_GIVEN TEXT_

Re: Showing facet of first N docs

Posted by Dmitry Kan <dm...@gmail.com>.
Do you mean you would like to boost the facets that contain the most of the
lemmas?
What is the user query in this case and if possible, what is the use case
(may be some other solution exists for what you are trying to achieve)?

On Thu, Jun 16, 2011 at 5:23 PM, Tommaso Teofili
<to...@gmail.com>wrote:

> Thanks Dmitry, but maybe I didn't explain correctly as I am not sure
> facet.offset is the right solution, I'd like not to page but to filter
> facets.
> I'll try to explain better with an example.
> Imagine I make a query and first 2 docs in results have both 'xyz' and
> 'abc'
> as values for field 'lemmas' while also other docs in the results have
> 'xyz'
> or 'abc' as values of field 'lemmas' then I would like to show facets
> "coming from" only the first 2 docs in the results thus having :
> <lst name="lemmas">
>  <str name="xyz">2</str>
>  <str name="abc">2</str>
> </lst>
> You can imagine this like a 'give me only facets related to the most
> relevant docs in the results' functionality.
> Any idea on how to do that?
> Tommaso
>
>
> 2011/6/16 Dmitry Kan <dm...@gmail.com>
>
> > http://wiki.apache.org/solr/SimpleFacetParameters
> > facet.offset
> >
> > This param indicates an offset into the list of constraints to allow
> > paging.
> >
> > The default value is 0.
> >
> > This parameter can be specified on a per field basis.
> >
> >
> > Dmitry
> >
> >
> > On Thu, Jun 16, 2011 at 1:39 PM, Tommaso Teofili
> > <to...@gmail.com>wrote:
> >
> > > Hi all,
> > > Do you know if it is possible to show the facets for a particular field
> > > related only to the first N docs of the total number of results?
> > > It seems facet.limit doesn't help with it as it defines a window in the
> > > facet constraints returned.

_REQUIREMENTS_
**a)** What is the default value of facet.offset, according to the Solr faceting thread?
**b)** Continue the Solr faceting thread from the point where it stops.
The listing after this is separate material, unrelated to the Solr faceting thread.

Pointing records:
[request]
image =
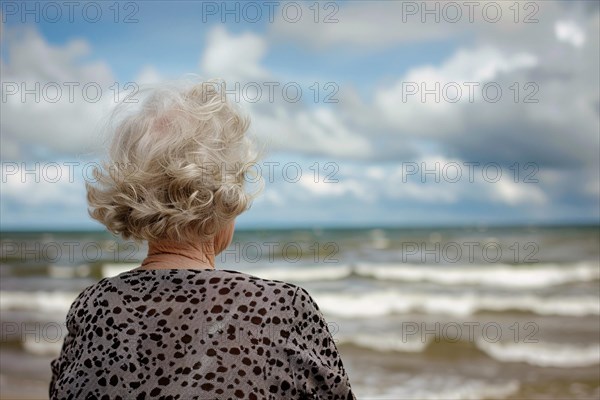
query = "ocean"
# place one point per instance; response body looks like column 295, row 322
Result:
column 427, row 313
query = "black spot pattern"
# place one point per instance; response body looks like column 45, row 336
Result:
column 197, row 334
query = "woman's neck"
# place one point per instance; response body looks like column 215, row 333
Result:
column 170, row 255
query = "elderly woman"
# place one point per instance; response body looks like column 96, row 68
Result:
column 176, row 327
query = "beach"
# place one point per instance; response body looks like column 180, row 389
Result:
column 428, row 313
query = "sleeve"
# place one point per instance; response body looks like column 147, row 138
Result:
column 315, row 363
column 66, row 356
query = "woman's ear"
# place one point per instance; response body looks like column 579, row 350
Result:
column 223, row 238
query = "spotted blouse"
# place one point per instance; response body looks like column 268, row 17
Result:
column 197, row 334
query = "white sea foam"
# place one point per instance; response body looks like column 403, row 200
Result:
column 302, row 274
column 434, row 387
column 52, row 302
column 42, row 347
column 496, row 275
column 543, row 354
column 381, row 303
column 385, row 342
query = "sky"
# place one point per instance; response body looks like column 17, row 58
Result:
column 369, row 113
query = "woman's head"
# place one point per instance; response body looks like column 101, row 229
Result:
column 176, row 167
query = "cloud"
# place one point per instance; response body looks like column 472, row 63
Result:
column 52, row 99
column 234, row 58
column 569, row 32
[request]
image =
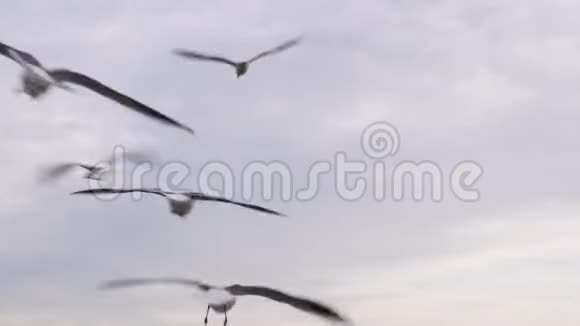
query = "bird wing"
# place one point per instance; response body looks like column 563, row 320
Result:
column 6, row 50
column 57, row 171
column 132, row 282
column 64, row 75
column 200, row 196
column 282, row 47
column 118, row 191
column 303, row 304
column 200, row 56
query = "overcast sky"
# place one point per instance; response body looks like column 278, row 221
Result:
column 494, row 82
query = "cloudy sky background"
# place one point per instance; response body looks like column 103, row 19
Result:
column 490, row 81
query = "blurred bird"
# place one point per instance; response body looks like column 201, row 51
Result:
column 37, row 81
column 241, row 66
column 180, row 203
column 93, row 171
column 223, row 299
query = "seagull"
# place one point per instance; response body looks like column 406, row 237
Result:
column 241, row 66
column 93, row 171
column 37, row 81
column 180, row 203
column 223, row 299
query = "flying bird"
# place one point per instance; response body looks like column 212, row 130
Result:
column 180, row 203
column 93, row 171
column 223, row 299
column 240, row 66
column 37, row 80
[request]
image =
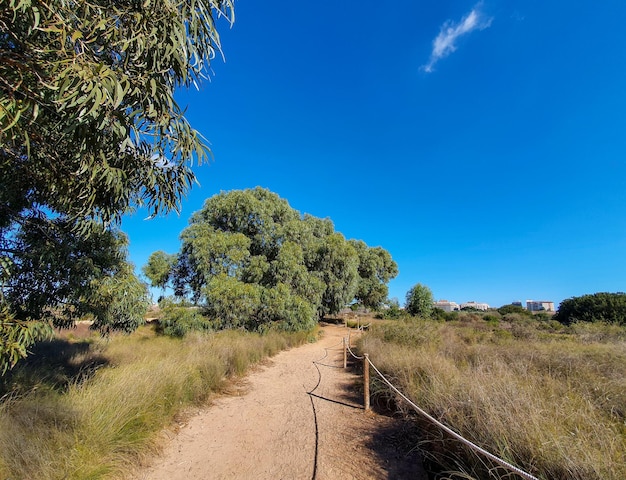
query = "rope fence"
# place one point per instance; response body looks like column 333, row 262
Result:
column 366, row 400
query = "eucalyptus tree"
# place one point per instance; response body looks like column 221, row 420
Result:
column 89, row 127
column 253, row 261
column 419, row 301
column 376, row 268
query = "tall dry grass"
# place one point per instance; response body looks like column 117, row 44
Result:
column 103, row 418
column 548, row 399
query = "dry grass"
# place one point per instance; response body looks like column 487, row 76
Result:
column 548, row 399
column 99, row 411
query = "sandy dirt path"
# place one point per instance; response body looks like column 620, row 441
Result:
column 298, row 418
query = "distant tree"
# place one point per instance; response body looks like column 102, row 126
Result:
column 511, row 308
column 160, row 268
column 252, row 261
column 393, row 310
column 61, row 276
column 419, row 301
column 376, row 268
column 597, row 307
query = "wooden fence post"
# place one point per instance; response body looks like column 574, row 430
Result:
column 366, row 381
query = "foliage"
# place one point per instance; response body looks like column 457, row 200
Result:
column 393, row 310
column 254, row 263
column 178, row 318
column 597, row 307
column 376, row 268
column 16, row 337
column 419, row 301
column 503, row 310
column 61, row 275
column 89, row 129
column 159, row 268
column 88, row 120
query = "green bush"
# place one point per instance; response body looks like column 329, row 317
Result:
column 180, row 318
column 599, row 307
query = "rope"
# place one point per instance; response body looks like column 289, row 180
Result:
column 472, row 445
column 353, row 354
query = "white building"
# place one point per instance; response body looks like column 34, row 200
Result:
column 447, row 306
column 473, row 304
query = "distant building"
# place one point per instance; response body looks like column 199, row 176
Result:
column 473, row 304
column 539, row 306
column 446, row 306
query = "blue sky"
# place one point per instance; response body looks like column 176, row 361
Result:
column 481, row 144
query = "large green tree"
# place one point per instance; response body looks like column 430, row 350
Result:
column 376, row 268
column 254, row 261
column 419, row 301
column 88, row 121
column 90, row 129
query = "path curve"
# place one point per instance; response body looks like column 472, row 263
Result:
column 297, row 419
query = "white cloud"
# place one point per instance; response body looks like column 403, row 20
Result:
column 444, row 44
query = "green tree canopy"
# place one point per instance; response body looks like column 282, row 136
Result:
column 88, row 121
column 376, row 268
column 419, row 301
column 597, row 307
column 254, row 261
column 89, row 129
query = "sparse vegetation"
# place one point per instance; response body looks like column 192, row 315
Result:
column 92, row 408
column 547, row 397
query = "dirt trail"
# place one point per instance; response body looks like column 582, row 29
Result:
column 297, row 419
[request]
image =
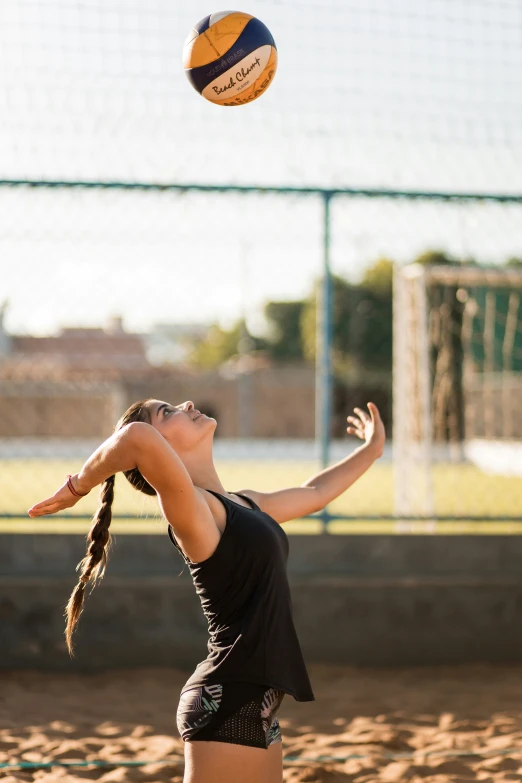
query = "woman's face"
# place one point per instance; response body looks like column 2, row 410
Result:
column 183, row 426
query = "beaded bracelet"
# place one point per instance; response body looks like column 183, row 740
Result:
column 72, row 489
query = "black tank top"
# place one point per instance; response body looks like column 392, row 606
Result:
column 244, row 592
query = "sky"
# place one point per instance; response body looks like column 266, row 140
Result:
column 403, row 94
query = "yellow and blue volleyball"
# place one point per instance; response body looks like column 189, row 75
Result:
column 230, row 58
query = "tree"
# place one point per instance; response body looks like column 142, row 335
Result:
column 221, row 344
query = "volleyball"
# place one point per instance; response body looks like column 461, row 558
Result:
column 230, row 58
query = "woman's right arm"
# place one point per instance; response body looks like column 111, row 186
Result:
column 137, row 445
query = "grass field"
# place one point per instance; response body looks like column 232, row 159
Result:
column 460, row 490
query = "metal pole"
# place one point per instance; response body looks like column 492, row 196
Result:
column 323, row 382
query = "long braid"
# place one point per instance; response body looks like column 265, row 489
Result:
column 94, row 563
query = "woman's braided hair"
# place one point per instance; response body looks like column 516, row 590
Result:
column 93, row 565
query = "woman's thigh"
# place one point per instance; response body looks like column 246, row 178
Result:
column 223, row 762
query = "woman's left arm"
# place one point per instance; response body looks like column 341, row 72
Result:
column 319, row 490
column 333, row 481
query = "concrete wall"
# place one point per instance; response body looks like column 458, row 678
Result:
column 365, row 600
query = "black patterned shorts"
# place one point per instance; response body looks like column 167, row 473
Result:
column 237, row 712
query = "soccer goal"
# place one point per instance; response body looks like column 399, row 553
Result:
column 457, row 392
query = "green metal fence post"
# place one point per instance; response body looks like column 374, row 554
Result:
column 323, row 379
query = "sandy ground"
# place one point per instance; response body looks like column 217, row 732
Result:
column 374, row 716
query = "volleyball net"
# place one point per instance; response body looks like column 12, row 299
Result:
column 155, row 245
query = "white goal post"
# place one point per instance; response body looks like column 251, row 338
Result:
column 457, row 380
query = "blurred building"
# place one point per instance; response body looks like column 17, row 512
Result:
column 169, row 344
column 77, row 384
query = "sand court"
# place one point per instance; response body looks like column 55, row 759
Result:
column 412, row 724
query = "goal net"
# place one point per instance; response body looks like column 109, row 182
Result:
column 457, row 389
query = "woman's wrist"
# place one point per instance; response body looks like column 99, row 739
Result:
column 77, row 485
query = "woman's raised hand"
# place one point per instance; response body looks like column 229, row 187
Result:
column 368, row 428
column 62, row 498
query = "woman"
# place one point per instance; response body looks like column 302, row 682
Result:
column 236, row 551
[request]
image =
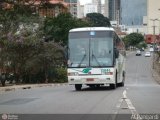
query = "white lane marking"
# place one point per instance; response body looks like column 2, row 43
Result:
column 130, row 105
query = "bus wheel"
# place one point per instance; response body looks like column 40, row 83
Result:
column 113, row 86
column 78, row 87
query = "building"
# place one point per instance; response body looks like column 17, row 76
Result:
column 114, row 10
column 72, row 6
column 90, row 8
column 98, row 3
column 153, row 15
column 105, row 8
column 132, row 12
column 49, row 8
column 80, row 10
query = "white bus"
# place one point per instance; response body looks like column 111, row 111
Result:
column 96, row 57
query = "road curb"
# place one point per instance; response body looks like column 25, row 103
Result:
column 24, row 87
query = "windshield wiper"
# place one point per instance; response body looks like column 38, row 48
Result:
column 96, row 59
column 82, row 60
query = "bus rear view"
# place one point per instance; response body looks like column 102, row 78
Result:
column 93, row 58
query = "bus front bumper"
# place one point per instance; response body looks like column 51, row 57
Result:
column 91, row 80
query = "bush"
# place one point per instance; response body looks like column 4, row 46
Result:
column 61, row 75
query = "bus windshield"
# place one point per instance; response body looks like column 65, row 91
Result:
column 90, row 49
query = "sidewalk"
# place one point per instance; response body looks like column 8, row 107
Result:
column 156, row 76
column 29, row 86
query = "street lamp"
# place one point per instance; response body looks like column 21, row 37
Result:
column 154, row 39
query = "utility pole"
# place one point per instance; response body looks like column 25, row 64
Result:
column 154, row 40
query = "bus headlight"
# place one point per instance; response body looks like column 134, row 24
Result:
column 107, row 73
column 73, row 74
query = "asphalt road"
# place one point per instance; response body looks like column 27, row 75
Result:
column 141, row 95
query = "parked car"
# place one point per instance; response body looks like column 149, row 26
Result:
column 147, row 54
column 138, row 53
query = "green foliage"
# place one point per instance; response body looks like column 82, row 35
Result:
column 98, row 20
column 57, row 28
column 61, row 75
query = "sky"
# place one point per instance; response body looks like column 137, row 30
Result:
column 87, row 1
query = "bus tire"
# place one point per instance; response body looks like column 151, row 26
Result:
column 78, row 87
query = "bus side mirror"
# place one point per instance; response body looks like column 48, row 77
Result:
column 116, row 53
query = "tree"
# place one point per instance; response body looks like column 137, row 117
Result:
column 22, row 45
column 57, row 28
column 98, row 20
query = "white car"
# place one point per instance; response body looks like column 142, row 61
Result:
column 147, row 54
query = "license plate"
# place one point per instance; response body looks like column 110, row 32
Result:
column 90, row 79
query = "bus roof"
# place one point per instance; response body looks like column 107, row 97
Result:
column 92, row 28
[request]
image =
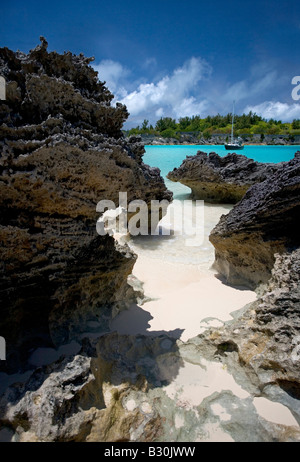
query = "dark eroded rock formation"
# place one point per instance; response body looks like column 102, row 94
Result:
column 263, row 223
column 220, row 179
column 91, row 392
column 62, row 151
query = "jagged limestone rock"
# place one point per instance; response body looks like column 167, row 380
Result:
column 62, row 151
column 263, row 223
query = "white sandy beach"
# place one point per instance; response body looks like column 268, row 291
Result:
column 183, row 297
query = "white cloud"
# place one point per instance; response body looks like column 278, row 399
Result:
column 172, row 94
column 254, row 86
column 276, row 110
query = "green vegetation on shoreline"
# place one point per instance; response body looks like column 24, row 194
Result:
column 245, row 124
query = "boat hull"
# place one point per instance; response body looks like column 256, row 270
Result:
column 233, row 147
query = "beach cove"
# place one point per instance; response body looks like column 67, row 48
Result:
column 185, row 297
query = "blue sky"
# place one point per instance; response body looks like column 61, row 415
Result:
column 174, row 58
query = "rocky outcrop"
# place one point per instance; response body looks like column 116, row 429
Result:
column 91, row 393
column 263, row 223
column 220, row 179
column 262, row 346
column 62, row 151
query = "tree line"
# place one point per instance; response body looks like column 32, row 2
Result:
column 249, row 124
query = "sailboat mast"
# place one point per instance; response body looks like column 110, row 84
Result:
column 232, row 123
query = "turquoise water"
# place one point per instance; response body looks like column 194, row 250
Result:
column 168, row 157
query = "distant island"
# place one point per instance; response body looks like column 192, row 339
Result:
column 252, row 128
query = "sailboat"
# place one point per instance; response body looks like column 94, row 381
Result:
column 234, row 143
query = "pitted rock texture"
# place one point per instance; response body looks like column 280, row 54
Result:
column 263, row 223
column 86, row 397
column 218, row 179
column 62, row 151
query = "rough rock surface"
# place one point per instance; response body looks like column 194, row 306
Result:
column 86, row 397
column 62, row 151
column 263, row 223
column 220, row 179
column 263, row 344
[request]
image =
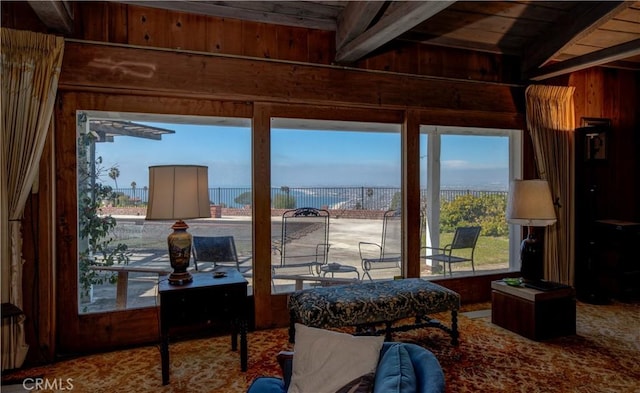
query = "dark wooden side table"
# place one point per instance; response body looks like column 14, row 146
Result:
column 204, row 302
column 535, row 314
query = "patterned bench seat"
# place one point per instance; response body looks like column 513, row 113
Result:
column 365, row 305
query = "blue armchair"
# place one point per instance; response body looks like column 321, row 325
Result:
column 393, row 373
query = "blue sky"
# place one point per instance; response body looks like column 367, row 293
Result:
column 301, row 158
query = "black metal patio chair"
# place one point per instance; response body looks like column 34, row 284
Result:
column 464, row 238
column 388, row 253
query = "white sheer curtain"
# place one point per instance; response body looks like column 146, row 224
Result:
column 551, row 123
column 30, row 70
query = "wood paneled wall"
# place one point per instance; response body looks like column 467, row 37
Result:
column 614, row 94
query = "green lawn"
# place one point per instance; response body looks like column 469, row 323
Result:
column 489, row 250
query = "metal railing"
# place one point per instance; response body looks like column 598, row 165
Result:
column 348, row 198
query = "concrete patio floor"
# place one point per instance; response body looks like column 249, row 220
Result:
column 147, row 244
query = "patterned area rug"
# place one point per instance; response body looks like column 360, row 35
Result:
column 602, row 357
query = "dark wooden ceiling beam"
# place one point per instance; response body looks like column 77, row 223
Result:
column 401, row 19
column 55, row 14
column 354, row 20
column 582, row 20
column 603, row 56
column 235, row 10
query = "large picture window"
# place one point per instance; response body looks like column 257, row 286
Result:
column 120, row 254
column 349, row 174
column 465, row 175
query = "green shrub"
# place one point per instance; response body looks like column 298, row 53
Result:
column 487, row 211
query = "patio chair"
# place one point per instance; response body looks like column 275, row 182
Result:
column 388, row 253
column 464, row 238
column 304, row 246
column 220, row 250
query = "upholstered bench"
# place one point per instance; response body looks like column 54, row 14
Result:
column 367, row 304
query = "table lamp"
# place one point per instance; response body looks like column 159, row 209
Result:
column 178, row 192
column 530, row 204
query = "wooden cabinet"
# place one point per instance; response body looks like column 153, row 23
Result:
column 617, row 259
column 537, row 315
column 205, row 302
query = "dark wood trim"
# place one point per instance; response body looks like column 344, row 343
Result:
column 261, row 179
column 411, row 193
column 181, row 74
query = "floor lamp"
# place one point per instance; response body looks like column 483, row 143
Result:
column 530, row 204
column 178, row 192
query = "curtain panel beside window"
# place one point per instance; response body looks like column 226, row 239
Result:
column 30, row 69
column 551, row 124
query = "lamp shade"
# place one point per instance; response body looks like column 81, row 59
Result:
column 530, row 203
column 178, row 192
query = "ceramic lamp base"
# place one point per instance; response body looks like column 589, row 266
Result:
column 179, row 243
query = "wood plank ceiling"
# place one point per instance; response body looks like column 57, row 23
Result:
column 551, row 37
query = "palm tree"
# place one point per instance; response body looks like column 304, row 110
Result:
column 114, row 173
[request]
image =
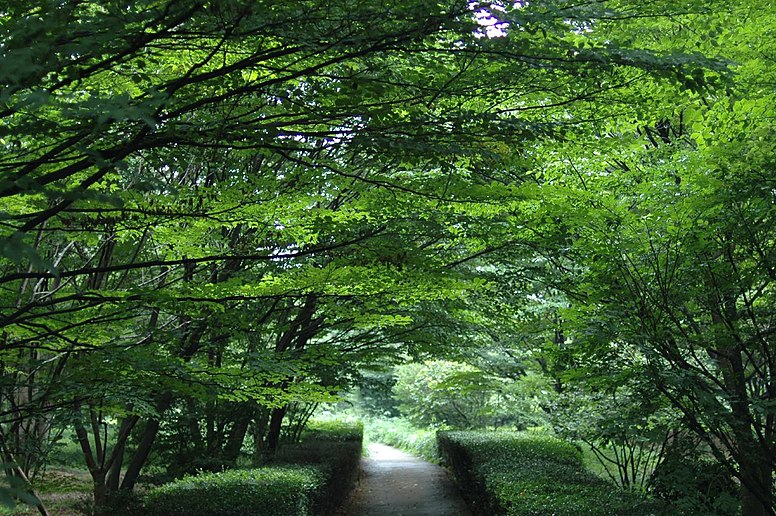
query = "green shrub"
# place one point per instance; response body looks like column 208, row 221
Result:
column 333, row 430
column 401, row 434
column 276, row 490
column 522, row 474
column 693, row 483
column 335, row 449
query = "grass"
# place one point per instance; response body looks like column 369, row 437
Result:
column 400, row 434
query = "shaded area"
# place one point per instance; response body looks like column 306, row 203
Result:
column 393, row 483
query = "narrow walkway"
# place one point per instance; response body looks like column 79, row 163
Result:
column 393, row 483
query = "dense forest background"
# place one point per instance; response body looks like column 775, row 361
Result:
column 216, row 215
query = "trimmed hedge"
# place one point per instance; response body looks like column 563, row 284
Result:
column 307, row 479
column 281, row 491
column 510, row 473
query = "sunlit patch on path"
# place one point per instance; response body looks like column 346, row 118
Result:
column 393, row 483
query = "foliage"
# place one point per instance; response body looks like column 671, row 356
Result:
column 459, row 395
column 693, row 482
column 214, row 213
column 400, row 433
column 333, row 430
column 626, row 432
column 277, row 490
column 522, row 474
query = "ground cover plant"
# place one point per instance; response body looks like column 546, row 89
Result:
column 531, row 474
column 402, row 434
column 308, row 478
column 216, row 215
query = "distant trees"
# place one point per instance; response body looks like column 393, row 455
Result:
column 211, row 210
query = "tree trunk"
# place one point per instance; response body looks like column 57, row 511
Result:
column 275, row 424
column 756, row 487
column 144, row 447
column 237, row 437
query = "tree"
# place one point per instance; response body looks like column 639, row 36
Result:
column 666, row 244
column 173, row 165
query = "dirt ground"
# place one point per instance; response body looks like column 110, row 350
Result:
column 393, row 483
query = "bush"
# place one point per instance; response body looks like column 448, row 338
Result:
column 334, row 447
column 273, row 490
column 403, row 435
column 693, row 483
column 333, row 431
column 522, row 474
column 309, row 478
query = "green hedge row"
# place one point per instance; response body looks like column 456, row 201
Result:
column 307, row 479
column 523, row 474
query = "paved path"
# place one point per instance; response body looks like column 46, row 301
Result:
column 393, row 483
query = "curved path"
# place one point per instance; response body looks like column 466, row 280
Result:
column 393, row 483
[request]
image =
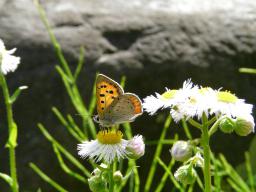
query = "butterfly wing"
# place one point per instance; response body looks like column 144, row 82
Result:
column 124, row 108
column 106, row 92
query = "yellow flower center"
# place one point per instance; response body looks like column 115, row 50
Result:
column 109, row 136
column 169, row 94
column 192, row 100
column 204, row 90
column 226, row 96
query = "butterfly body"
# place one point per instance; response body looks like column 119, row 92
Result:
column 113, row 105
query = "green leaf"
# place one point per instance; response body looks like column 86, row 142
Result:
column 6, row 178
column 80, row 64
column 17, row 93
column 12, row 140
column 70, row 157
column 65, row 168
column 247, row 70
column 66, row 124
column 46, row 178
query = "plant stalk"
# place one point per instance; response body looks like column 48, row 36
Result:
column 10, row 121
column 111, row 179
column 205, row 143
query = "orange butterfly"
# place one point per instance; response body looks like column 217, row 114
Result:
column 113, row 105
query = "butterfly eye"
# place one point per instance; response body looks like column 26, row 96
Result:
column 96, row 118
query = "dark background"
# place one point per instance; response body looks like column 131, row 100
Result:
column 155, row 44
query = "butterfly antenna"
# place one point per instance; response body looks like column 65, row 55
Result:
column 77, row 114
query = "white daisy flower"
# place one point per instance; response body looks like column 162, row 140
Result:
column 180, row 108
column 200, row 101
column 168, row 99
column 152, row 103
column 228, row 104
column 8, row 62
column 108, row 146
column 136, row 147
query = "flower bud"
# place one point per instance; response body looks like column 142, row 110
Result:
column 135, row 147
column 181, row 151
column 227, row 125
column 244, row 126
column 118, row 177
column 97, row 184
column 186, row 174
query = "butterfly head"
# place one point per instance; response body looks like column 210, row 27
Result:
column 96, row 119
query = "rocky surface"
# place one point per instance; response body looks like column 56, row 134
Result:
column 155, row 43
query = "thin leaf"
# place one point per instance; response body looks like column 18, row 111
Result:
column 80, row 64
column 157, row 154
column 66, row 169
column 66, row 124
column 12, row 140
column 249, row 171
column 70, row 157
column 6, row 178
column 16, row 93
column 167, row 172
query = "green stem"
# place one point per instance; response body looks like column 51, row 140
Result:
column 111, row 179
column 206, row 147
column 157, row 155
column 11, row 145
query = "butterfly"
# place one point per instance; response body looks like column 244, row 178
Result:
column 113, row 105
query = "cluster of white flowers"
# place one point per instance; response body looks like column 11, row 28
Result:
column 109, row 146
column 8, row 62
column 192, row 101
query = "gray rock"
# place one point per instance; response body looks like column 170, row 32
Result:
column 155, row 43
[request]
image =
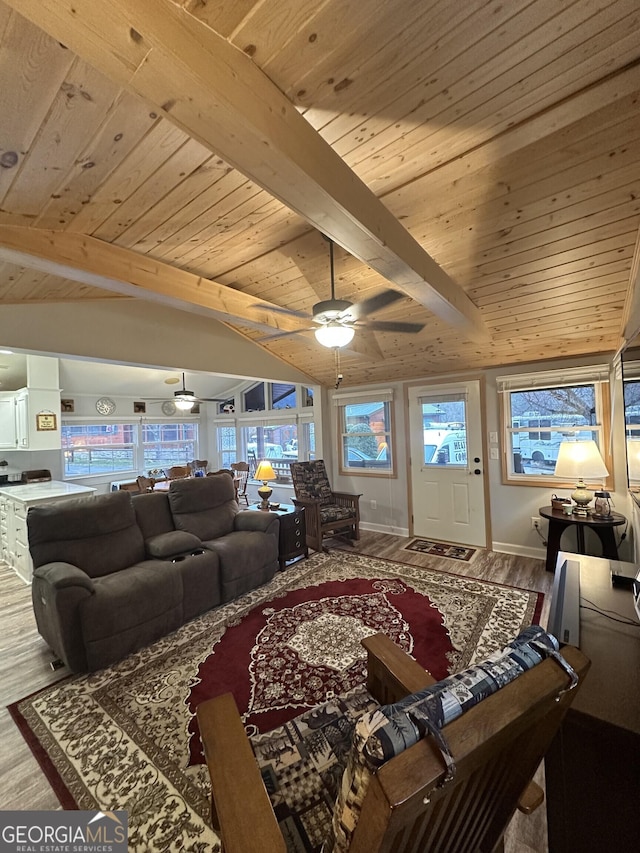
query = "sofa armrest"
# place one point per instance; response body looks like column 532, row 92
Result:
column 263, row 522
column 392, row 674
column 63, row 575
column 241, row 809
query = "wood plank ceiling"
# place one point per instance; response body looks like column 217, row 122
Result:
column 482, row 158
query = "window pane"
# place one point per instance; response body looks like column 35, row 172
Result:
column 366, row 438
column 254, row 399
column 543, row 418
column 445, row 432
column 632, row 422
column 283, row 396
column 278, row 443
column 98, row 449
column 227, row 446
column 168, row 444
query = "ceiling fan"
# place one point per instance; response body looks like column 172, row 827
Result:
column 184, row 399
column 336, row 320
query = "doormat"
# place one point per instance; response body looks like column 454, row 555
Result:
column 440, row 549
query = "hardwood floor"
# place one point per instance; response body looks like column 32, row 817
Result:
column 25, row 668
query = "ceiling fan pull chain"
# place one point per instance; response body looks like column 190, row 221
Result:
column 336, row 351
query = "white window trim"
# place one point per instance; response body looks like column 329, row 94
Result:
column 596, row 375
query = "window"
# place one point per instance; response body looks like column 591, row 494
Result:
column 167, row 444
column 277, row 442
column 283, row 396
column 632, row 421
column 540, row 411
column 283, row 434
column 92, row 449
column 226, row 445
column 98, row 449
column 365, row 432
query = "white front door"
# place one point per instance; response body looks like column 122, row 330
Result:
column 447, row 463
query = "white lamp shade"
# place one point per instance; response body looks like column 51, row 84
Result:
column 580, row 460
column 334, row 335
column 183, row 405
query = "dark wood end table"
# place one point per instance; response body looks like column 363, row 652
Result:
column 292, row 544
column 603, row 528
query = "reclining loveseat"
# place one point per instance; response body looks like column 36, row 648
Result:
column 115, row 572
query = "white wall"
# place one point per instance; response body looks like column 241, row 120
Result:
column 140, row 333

_THE ANSWERS_
**a)** The default value is 0.

**b)**
> > > Thanks in advance,
> > > Tommaso
> > >
> >
> >
> >
> > --
> > Regards,
> >
> > Dmitry Kan
> >
>



-- 
Regards,

Dmitry Kan

Re: Showing facet of first N docs

Posted by Tommaso Teofili <to...@gmail.com>.
Thanks Dmitry, but maybe I didn't explain correctly as I am not sure
facet.offset is the right solution, I'd like not to page but to filter
facets.
I'll try to explain better with an example.
Imagine I make a query and first 2 docs in results have both 'xyz' and 'abc'
as values for field 'lemmas' while also other docs in the results have 'xyz'
or 'abc' as values of field 'lemmas' then I would like to show facets
"coming from" only the first 2 docs in the results thus having :
<lst name="lemmas">
  <str name="xyz">2</str>
  <str name="abc">2</str>
</lst>
You can imagine this like a 'give me only facets related to the most
relevant docs in the results' functionality.
Any idea on how to do that?
Tommaso


2011/6/16 Dmitry Kan <dm...@gmail.com>

> http://wiki.apache.org/solr/SimpleFacetParameters
> facet.offset
>
> This param indicates an offset into the list of constraints to allow
> paging.
>
> The default value is 0.
>
> This parameter can be specified on a per field basis.
>
>
> Dmitry
>
>
> On Thu, Jun 16, 2011 at 1:39 PM, Tommaso Teofili
> <to...@gmail.com>wrote:
>
> > Hi all,
> > Do you know if it is possible to show the facets for a particular field
> > related only to the first N docs of the total number of results?
> > It seems facet.limit doesn't help with it as it defines a window in the
> > facet constraints returned.
> > Thanks in advance,
> > Tommaso
> >
>
>
>
> --
> Regards,
>
> Dmitry Kan
>

Re: Showing facet of first N docs

Posted by Dmitry Kan <dm...@gmail.com>.
http://wiki.apache.org/solr/SimpleFacetParameters
facet.offset

This param indicates an offset into the list of constraints to allow paging.

The default value is 0.

This parameter can be specified on a per field basis.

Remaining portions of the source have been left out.